— WHAT YOU HAVE TO DO —
Beginning with the line containing "Query: building with flat roof" and going on through the line containing "the wheel rim.", the lines below are to be returned exactly, pictures excluded and nothing added.

(Dataset entries)

= = = =

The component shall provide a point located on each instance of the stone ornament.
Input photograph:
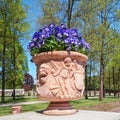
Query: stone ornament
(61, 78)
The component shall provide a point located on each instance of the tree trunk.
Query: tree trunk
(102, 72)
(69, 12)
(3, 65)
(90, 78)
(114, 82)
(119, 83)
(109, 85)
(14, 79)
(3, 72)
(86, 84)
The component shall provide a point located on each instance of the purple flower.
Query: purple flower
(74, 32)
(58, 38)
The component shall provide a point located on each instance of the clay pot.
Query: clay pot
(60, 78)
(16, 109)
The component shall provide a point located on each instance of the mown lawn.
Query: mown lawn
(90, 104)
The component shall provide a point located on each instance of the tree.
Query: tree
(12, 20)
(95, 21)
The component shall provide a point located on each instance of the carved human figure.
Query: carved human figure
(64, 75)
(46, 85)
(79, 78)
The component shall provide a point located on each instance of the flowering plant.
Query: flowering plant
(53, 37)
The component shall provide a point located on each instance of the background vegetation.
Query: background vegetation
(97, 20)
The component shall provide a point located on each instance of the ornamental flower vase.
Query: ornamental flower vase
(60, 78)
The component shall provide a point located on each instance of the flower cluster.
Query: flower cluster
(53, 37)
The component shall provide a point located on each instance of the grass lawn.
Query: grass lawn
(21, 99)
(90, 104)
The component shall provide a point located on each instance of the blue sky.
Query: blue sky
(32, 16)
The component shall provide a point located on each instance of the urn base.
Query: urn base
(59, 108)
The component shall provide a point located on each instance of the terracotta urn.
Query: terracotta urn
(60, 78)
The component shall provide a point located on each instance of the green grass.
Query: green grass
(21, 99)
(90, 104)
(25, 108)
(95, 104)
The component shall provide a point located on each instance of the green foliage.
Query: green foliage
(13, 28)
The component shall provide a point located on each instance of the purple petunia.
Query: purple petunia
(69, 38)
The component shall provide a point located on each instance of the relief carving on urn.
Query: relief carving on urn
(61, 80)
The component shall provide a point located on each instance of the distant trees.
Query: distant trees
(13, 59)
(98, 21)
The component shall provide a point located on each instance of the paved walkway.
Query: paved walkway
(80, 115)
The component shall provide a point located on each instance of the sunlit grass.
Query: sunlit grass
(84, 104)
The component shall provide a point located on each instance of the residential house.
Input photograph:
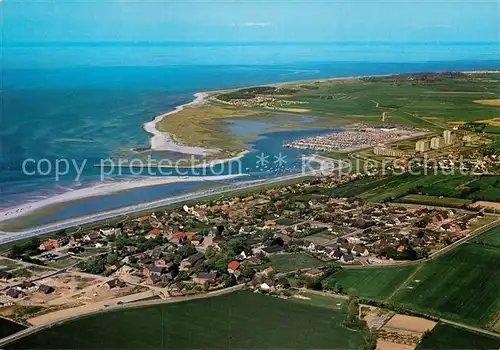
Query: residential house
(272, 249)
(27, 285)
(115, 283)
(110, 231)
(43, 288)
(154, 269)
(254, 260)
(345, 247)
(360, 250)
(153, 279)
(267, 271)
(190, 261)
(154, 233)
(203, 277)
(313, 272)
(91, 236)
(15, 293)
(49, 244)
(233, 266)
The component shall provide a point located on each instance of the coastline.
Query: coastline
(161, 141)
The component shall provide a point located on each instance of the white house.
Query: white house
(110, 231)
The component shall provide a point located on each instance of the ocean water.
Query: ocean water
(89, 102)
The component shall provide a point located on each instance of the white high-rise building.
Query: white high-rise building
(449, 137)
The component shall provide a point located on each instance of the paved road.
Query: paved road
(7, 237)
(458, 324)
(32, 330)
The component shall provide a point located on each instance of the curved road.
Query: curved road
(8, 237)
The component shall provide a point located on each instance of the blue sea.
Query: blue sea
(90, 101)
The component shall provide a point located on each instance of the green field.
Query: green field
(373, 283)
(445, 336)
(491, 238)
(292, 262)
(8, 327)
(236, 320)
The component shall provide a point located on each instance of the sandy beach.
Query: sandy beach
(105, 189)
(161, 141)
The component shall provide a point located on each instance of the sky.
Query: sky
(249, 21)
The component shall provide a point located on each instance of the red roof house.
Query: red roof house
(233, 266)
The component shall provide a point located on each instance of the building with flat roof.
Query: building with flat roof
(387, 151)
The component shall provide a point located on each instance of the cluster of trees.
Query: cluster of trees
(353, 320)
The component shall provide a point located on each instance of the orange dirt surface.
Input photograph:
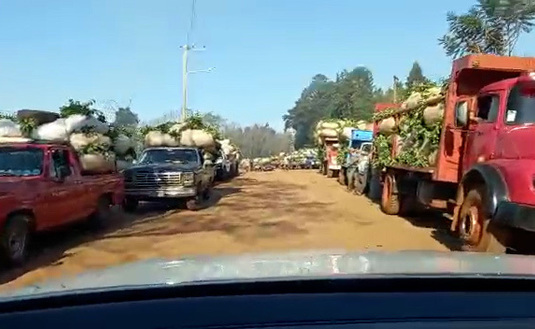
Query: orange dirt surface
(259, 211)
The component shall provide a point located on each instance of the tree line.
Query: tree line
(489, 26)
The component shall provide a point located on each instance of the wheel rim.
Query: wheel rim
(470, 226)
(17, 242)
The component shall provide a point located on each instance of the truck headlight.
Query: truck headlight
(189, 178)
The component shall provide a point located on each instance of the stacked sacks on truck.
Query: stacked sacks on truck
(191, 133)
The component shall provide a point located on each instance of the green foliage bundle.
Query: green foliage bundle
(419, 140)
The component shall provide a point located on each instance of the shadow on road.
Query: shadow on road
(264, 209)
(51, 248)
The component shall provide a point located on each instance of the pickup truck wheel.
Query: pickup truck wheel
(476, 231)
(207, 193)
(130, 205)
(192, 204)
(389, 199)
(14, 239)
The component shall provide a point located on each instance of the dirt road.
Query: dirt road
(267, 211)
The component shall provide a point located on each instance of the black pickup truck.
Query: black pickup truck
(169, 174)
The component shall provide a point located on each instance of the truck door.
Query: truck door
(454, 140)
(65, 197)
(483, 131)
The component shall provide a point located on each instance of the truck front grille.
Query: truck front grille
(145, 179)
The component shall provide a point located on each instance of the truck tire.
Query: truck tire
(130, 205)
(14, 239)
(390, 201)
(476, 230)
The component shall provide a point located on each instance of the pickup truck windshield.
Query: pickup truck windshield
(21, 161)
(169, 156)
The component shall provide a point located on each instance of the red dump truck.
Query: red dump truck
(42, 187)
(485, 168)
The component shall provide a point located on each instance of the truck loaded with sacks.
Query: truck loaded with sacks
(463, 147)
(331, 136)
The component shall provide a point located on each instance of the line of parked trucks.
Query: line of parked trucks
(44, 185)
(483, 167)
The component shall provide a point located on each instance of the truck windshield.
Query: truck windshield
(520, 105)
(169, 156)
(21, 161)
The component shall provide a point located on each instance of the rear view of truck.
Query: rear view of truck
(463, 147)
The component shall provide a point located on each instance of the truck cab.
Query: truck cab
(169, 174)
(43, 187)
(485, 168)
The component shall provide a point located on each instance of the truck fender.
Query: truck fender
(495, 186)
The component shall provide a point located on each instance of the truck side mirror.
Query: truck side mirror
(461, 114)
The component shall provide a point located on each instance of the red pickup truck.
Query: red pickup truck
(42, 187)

= = = =

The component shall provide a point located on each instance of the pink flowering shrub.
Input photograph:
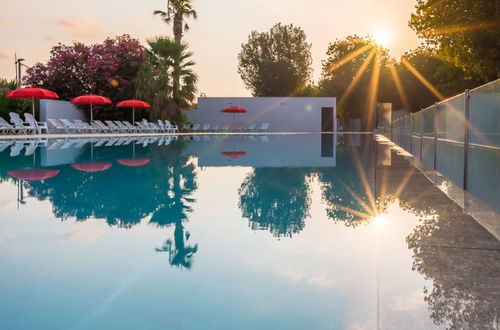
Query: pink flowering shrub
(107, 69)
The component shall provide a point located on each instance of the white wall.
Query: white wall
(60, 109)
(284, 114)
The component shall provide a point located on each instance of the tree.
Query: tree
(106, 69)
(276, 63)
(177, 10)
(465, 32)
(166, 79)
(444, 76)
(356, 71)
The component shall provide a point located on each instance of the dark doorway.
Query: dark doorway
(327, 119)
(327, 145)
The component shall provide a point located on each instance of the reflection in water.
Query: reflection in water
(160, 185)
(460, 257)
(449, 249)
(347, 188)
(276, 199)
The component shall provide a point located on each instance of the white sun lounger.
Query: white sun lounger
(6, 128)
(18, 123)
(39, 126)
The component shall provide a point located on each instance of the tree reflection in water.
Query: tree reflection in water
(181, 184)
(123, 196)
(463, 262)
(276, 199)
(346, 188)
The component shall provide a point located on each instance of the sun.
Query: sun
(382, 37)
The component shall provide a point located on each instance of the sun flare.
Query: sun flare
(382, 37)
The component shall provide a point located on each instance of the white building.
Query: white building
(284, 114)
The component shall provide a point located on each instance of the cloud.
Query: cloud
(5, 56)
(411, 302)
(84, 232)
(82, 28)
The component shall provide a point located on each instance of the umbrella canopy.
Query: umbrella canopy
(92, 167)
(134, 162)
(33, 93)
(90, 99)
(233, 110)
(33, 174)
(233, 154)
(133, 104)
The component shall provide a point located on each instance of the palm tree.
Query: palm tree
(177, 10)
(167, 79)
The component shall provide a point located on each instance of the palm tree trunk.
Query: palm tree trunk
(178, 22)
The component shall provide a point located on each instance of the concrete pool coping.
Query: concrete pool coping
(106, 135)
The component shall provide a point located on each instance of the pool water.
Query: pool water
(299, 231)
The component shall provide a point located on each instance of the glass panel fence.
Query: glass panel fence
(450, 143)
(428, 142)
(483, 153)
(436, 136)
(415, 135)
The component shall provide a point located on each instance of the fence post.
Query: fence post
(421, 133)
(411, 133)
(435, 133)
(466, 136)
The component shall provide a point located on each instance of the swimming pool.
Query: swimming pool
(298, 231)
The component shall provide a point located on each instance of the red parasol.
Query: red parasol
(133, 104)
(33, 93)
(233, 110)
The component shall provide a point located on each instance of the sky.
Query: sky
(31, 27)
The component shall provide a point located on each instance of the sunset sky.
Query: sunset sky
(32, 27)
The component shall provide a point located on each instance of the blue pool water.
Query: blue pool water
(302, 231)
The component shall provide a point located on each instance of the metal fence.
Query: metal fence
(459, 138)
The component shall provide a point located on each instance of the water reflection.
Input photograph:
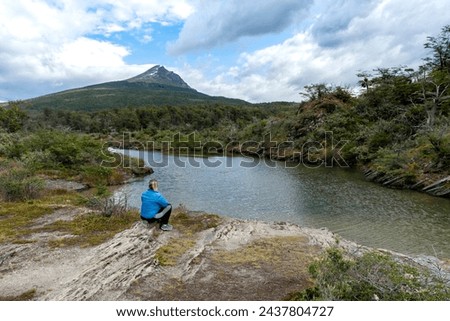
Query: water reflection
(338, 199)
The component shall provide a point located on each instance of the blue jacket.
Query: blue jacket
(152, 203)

= = = =

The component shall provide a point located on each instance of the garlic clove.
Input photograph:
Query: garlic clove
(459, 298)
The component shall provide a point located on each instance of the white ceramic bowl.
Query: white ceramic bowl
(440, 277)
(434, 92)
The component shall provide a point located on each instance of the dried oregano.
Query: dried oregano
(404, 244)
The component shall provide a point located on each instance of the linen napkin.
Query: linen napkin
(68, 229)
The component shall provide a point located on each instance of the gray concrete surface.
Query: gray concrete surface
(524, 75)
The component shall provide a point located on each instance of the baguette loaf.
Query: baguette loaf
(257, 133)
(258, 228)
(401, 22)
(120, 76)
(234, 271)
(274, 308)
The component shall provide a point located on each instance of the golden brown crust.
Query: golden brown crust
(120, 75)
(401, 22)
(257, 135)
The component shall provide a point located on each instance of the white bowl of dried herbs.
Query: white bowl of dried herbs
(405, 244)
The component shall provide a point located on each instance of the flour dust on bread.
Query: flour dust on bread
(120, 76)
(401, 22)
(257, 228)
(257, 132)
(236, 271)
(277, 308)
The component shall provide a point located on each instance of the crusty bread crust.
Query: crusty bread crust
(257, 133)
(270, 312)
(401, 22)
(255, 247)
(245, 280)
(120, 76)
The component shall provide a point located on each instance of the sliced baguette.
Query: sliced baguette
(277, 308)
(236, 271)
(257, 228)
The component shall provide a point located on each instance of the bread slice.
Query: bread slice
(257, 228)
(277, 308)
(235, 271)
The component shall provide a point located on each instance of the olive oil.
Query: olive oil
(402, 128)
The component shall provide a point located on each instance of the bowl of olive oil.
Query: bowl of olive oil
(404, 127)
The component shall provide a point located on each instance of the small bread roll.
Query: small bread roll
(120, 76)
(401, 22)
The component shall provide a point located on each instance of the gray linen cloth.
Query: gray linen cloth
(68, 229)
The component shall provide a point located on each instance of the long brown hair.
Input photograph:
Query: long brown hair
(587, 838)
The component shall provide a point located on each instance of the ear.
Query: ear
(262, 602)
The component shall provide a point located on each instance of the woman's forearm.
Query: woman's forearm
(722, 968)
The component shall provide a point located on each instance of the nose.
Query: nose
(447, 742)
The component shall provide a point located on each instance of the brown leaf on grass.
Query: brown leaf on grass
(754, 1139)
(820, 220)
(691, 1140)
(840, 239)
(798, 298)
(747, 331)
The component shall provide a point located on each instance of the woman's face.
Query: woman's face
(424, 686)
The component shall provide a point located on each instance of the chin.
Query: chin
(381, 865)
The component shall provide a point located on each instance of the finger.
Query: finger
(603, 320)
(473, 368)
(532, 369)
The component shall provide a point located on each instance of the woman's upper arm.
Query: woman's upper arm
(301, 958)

= = = =

— SOLUTION FOR THIS EXERCISE —
Query: building with flat roof
(387, 151)
The component shall provide a point located on each instance of the cluster of trees.
Query: cluster of trees
(353, 320)
The component shall provide a point located on each instance of the orange dirt surface.
Input photograph:
Query: orange dirt surface
(259, 211)
The component shall provide a point located on each instance of the tree line.
Query: tree line
(489, 26)
The component shall provide a point located on each instance of the wheel rim.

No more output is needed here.